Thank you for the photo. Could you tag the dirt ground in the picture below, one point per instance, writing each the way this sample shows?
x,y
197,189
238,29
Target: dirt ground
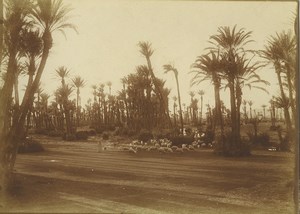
——
• TASK BRIEF: For the records above, count the lines that contain the word "dirt" and give only that number.

• WRITTEN SOLUTION: 2